*** Information provided ***

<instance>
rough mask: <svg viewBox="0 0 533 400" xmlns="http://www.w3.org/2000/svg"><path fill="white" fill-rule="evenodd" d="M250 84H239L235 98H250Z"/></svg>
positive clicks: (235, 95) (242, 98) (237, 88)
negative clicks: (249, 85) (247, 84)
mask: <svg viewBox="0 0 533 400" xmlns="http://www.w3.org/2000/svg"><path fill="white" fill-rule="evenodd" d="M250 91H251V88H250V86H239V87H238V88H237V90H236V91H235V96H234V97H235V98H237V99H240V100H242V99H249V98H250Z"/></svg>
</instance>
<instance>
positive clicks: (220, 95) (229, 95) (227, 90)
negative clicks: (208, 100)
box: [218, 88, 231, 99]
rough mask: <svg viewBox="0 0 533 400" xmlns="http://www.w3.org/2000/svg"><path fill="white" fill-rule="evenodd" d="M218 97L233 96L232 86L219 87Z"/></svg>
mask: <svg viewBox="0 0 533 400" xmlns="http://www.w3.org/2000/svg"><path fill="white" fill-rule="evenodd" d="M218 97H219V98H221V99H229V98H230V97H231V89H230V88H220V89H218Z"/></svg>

*** End of Information provided ***

Problem requirements:
Transcribe each line above exactly; skip none.

Response area:
<instance>
rough mask: <svg viewBox="0 0 533 400" xmlns="http://www.w3.org/2000/svg"><path fill="white" fill-rule="evenodd" d="M250 84H239L235 98H250Z"/></svg>
positive clicks: (235, 95) (242, 98) (237, 88)
negative clicks: (249, 85) (247, 84)
mask: <svg viewBox="0 0 533 400" xmlns="http://www.w3.org/2000/svg"><path fill="white" fill-rule="evenodd" d="M250 91H251V88H250V86H239V87H238V88H237V90H236V91H235V96H234V97H235V98H237V99H240V100H242V99H249V98H250Z"/></svg>
</instance>
<instance>
positive clicks: (220, 95) (229, 95) (227, 90)
negative clicks: (208, 100)
box: [218, 88, 231, 99]
rough mask: <svg viewBox="0 0 533 400" xmlns="http://www.w3.org/2000/svg"><path fill="white" fill-rule="evenodd" d="M218 97L233 96L232 86L219 87Z"/></svg>
mask: <svg viewBox="0 0 533 400" xmlns="http://www.w3.org/2000/svg"><path fill="white" fill-rule="evenodd" d="M218 97H219V98H221V99H229V98H230V97H231V89H230V88H220V89H218Z"/></svg>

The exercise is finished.